Top of SOURCE DATA

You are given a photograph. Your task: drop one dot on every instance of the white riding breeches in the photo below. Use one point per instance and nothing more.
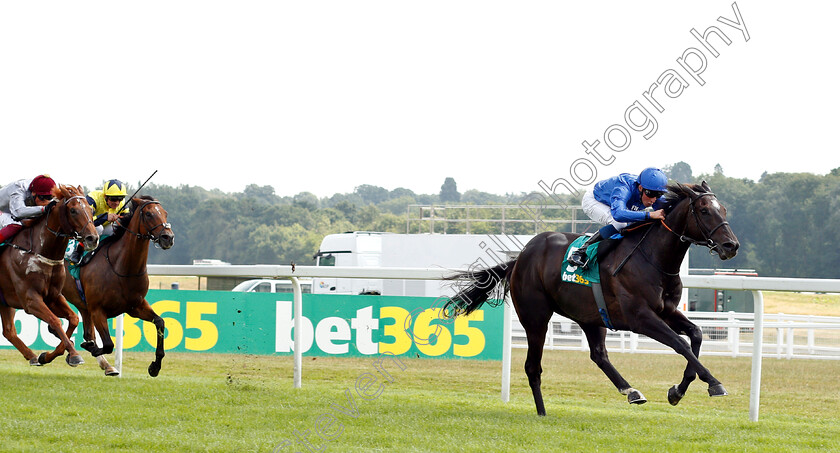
(598, 211)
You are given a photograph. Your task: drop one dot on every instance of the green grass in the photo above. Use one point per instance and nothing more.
(247, 403)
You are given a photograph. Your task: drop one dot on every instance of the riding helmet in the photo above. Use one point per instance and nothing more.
(653, 179)
(41, 185)
(114, 188)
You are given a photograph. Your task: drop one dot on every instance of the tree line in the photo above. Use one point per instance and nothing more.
(788, 224)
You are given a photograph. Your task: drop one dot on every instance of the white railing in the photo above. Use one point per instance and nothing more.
(724, 334)
(755, 284)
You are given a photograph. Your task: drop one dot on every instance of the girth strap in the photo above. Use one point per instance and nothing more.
(602, 304)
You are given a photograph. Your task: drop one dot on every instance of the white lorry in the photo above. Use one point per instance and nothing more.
(374, 249)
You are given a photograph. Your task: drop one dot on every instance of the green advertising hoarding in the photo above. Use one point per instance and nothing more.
(332, 325)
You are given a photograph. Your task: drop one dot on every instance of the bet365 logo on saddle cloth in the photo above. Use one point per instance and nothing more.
(574, 274)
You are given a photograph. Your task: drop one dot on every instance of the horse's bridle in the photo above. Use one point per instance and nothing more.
(75, 234)
(150, 234)
(707, 236)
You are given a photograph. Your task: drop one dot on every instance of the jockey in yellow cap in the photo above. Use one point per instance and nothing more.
(108, 204)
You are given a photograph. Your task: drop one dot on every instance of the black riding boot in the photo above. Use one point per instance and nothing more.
(578, 257)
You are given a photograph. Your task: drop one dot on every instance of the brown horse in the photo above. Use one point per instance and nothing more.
(32, 274)
(640, 281)
(115, 280)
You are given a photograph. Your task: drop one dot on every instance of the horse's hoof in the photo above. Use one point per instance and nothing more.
(717, 390)
(636, 397)
(74, 360)
(674, 395)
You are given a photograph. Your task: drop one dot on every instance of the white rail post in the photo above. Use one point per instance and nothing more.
(297, 308)
(758, 339)
(118, 327)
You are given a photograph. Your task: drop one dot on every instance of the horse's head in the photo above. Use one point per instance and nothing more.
(148, 220)
(704, 218)
(75, 215)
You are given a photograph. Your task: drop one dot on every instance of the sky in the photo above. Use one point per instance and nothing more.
(325, 96)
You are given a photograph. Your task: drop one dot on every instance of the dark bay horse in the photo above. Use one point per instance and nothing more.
(640, 281)
(32, 271)
(115, 280)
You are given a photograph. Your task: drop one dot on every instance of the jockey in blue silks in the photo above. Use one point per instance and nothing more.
(621, 200)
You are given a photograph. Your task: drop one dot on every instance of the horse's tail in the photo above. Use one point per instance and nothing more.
(478, 287)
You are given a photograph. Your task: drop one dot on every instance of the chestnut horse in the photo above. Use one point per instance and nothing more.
(115, 280)
(32, 274)
(640, 281)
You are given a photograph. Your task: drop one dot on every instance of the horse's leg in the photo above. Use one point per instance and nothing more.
(649, 324)
(533, 363)
(681, 325)
(144, 311)
(534, 315)
(62, 310)
(100, 323)
(8, 316)
(90, 337)
(596, 335)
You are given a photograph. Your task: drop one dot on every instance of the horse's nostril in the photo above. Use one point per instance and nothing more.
(731, 246)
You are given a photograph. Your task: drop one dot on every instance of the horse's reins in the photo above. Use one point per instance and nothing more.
(706, 242)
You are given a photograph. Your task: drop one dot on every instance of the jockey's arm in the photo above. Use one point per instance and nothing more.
(18, 208)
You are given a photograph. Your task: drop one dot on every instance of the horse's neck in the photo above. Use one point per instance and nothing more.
(45, 240)
(667, 248)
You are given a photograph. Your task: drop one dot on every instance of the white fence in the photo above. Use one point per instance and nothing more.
(755, 284)
(725, 334)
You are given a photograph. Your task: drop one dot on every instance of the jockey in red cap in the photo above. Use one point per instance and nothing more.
(23, 199)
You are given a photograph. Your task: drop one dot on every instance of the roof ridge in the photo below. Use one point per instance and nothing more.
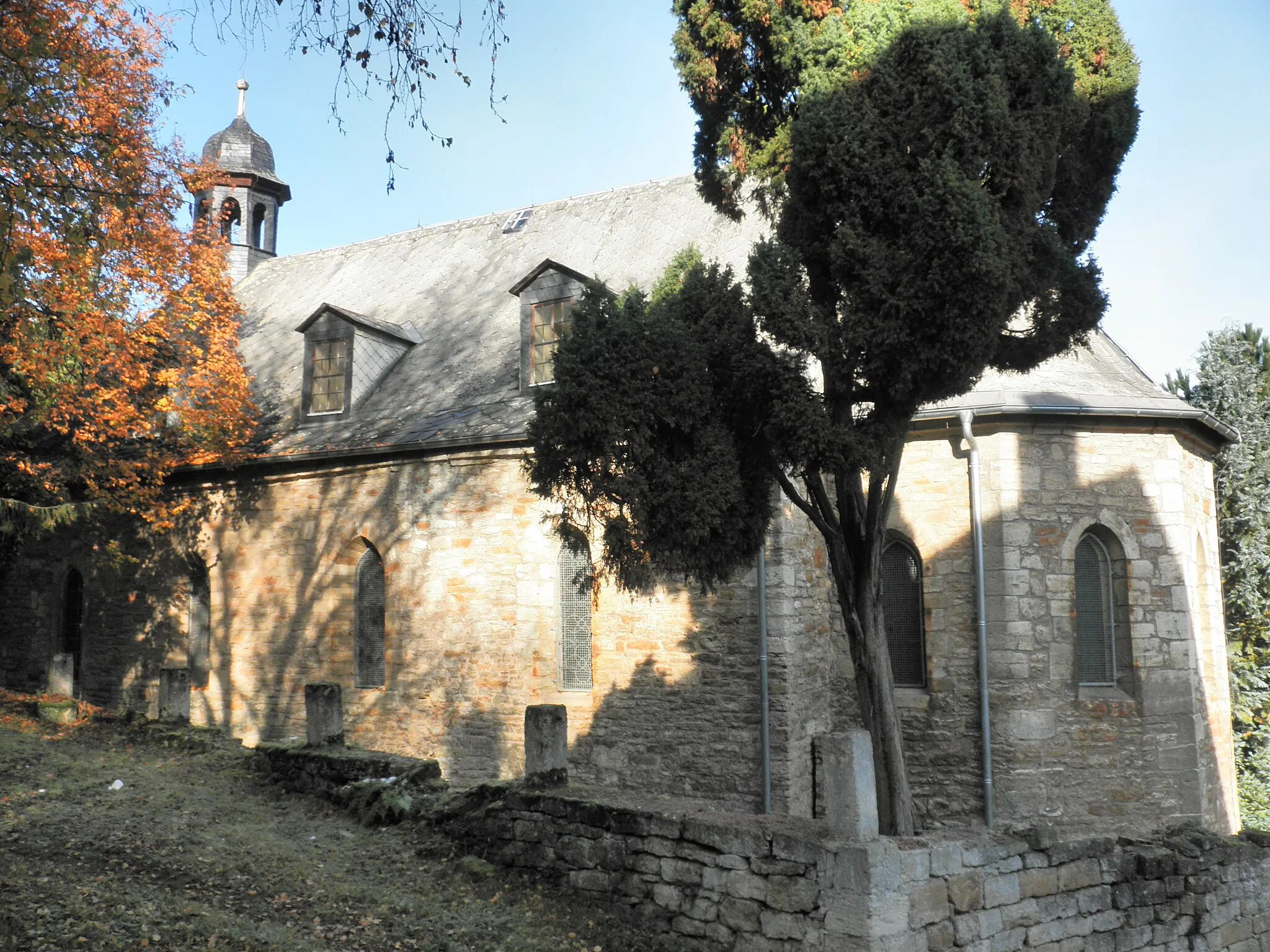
(454, 223)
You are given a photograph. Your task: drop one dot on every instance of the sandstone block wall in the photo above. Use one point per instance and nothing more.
(471, 627)
(1151, 752)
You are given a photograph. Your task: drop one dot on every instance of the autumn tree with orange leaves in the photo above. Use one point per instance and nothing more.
(118, 329)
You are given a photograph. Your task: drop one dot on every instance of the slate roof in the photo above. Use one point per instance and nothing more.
(1099, 380)
(460, 384)
(451, 283)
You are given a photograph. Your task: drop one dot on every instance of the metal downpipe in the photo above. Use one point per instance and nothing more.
(762, 679)
(981, 614)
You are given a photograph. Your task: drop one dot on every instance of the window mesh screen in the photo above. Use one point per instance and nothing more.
(1095, 641)
(327, 395)
(368, 621)
(549, 324)
(200, 626)
(902, 603)
(574, 619)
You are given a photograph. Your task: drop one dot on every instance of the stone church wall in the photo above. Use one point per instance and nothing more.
(1091, 758)
(471, 626)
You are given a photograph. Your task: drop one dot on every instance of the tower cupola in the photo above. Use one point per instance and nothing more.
(246, 195)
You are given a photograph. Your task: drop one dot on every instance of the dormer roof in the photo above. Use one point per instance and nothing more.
(545, 266)
(404, 333)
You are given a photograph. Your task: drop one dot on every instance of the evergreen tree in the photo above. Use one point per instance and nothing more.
(936, 202)
(1233, 384)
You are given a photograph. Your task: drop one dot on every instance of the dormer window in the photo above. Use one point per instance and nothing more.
(347, 356)
(546, 295)
(550, 323)
(331, 363)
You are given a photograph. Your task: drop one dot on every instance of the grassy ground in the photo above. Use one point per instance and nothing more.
(197, 852)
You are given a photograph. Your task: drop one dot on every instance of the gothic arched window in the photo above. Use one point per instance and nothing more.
(574, 646)
(231, 218)
(1095, 614)
(902, 606)
(257, 225)
(368, 621)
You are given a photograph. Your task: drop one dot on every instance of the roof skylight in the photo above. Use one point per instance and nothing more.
(516, 221)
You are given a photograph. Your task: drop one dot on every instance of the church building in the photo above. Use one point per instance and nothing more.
(386, 539)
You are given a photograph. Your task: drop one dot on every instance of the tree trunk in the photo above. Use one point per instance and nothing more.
(854, 532)
(876, 692)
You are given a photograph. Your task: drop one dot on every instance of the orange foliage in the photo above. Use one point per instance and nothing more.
(118, 329)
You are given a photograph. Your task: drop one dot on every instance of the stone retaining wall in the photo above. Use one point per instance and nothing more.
(326, 770)
(732, 881)
(1186, 890)
(751, 884)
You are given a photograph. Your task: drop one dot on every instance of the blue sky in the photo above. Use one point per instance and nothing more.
(593, 102)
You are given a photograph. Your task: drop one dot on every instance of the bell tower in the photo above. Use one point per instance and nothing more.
(244, 197)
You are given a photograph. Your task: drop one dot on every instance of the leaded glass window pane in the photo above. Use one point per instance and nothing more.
(368, 621)
(331, 361)
(1095, 632)
(549, 324)
(200, 626)
(574, 620)
(902, 604)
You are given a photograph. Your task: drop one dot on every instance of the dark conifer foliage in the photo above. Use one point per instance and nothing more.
(934, 208)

Bottom of SOURCE DATA

- _ACTIVITY_
In case the records contain pictures, keep those out and repeat the rest exactly.

- _EXERCISE SOLUTION_
You are given a photograph. Your task: drop one dot on every instance of the white riding breeches in the photo below. Use one point per instance and nothing more.
(598, 211)
You are given a photograph. Your task: drop one dot on every instance of the green grass in the photo above. Use one point per instance and nothing more.
(247, 403)
You are given a photograph. Your task: drop one dot on every instance of the riding helmet in the photo above. Use one point per instance and nothing more.
(653, 179)
(41, 185)
(114, 188)
You are given a photograph. Your task: drop one dot on every instance of the tree line in the photo above. Use one point per instance and nothing more.
(788, 224)
You are given a photograph. Your task: drop one dot on every instance of the white railing in the photo above. Use one point per instance and nothing more.
(724, 334)
(755, 284)
You are given a photograph. Your task: drop one dot on every instance of the girth strap in the photo above. Use one point per instance and nothing more.
(602, 304)
You are given a photograph. Your task: drop one dot on every instance of the white lorry in the photo above. Use one point per instance and nothing more.
(374, 249)
You are given a photograph. Your task: drop one dot on every instance of the green advertising hoarding in the photo above. Use one point per instance and nothing more.
(332, 325)
You are given a photograph. Your task: drop one dot on every instance of the bet365 logo on saddle cloth in the photo above. Use one point per instance and nothing more.
(574, 274)
You are given a photograph. Your task: drop one dot on every instance of the horse's bridle in the photo above. Use one point per instance and nothing more.
(75, 234)
(150, 234)
(707, 236)
You are given a photograph. Your task: drop one dot on every instance of the jockey in yellow cap in the photo above. Use one point per instance and nothing more.
(108, 204)
You are given a photograph. Your task: drop one dot on every instance of the black riding boot in the photo above. Use one point per instance and nothing more.
(578, 257)
You are given a photograph. Your task: drop one dot on every instance of the brown horse in the photo above. Use one point per instance and nothing more.
(32, 274)
(640, 281)
(115, 280)
You are given a photograph. Your task: drop one dot on every instance of the horse's hoof in the photo above. Use one point per instance and nothing more.
(717, 390)
(636, 397)
(74, 360)
(674, 395)
You are given a photograph. Your task: drop one dot on every instance of the white rail post in the photo above. Use one point per instance and nothing more.
(297, 308)
(758, 339)
(118, 327)
You are given a photograph. Your task: drop one dot on every instance of the horse's head in the photo above. Use one point per instance and nothing more.
(148, 220)
(704, 218)
(75, 215)
You are given a photograph. Your task: drop one dot on every instance of the sky in the photo above. Use one point per instance and nothing more.
(325, 96)
You are given a photograph. Your task: drop one dot on every instance of the dark bay horse in the photo above. Use one point per instance and nothing more.
(640, 281)
(32, 271)
(115, 280)
You are given a photograph. Your task: drop one dot on every instance of the jockey in blue silks in the photo above. Use one point per instance and nothing more.
(621, 200)
You are given a photograph. Your task: drop one dot on every instance of the horse's tail in the photo above. Use one point per instance and nothing more.
(478, 287)
You are given a photograph. Your task: drop one dot on every instance of the chestnut horse in the photo above. Use one point per instance and nothing more.
(115, 280)
(32, 274)
(640, 281)
You are given a photograph. Your task: drop one dot on every instance of the horse's leg in the photo above. Use one point per instance and nothing more.
(649, 324)
(533, 363)
(681, 325)
(144, 311)
(534, 315)
(62, 310)
(100, 323)
(8, 316)
(90, 337)
(596, 335)
You are given a photograph. Your task: drop one dot on every instance of the horse's nostril in the photo above. Use one point per instance and nothing more.
(731, 246)
You are given a photograph. Your task: drop one dot on every instance of the horse's reins in the photo above. Use one point per instance and nothing more.
(706, 242)
You are given a photograph. Your task: drop one dot on every instance of the jockey's arm in the photo above. Use one point per instance and nothing more.
(18, 208)
You are given a photograph. Your task: drop one dot on every instance of the horse's neck in the photo above. Use one point per instance and nothing more.
(45, 240)
(667, 248)
You are given a photograph. Your task: drop one dot on every instance of the white fence in the photo above. Use one point per instance and nothing more.
(755, 284)
(725, 334)
You are given a photograph. Your task: drop one dot on every instance of the jockey in red cap in the photo above. Use one point per instance and nothing more.
(23, 199)
You are given a photograph. Your task: drop one dot on every instance of the roof ridge in the photo below. Use one point per instance and nothing more.
(454, 223)
You are given a photograph. Your task: drop one dot on every instance of the sandstone block wall in the photo above. Use one point per instance and nothing more.
(471, 627)
(1151, 752)
You are given a photograph. Your task: drop one dot on every instance of the autumn tree with orange leaves in the photo above. Use one point per instance and nothing more.
(118, 329)
You are given a photograph. Your task: drop one dot on every instance of the slate roof in the photo above. Use one point per instance and nothing more.
(1099, 380)
(460, 384)
(451, 283)
You are given a photograph. Your task: drop one dot on every instance of the metal downpipe in the photo above. Use one point per instance and nothing more.
(762, 679)
(981, 614)
You are given a photograph. Your task: drop one dot on every instance of the window mesh screen in the photo above. Use one point per instance and nothing more.
(1095, 641)
(327, 395)
(368, 621)
(549, 324)
(200, 626)
(902, 603)
(574, 619)
You are given a photograph. Your task: drop one dot on every instance of the stone church wall in the photo above. Use one point per instance and nothing more.
(1091, 758)
(471, 626)
You are given a photograph. Your task: drop one dot on every instance of the tower cupola in the photo above. Use one point per instance and nothing more.
(246, 195)
You are given a photograph. Your task: drop one dot on every instance of the dormer roof in the photo above. Use one point per instance and nothing more.
(545, 266)
(404, 333)
You are given a photograph. Your task: drop one dot on every instance of the evergreen tree in the photo above. Use one point per instance and nothing more.
(936, 202)
(1233, 384)
You are given a photograph. Your task: drop one dot on every instance of the dormer window in the photo above. Use one point per instance and nothing more.
(347, 356)
(546, 295)
(550, 323)
(331, 363)
You are given a photograph. Your task: drop one dot on every instance of the grassy ground in the photo above. Use one point per instance and nothing more.
(197, 852)
You are given a photograph. Your task: drop one dot on every instance of the gothic arched window in the photo above. Use one point per instance and nothing more.
(574, 646)
(231, 218)
(1095, 614)
(902, 606)
(257, 225)
(368, 621)
You are given a photograph. Your task: drop one dot on every instance of the roof skylight in the photo above. Use one point per instance and nothing more.
(516, 221)
You are given a photograph. Your task: drop one dot on every instance of the church building in the photo above. Use one point per instance and nothing more.
(386, 539)
You are given a photograph. Your task: drop one dot on every instance of the tree trunk in the photo above. Use one point per instance and nothing more.
(854, 532)
(876, 692)
You are given a photograph. Your task: drop one dot on every instance of the orange foliage in the photo above. Use one point per instance and nothing more.
(118, 329)
You are given a photograph. Your task: drop one dot on every instance of the stone retaining wall in the photo above. Use one point per instance and nothing more.
(326, 770)
(732, 881)
(1186, 890)
(751, 884)
You are given a photograph. Your task: drop one dot on every instance of the blue sky in the photo above. Use one point per instance and nothing more.
(593, 102)
You are given a photograph. Your task: drop one dot on every instance of the bell tower in the photo above. Use one point per instance and nothing more.
(244, 197)
You are given a photograph. Your task: drop one dot on every instance of the leaded glass window pane in the photo above. Use one point per instance and nothing more.
(368, 621)
(331, 361)
(1095, 632)
(549, 324)
(200, 626)
(574, 620)
(902, 604)
You are given a photograph. Your task: drop one dot on every instance of the dark conifer foliage in the photo above. Use one point per instance and nothing more.
(934, 208)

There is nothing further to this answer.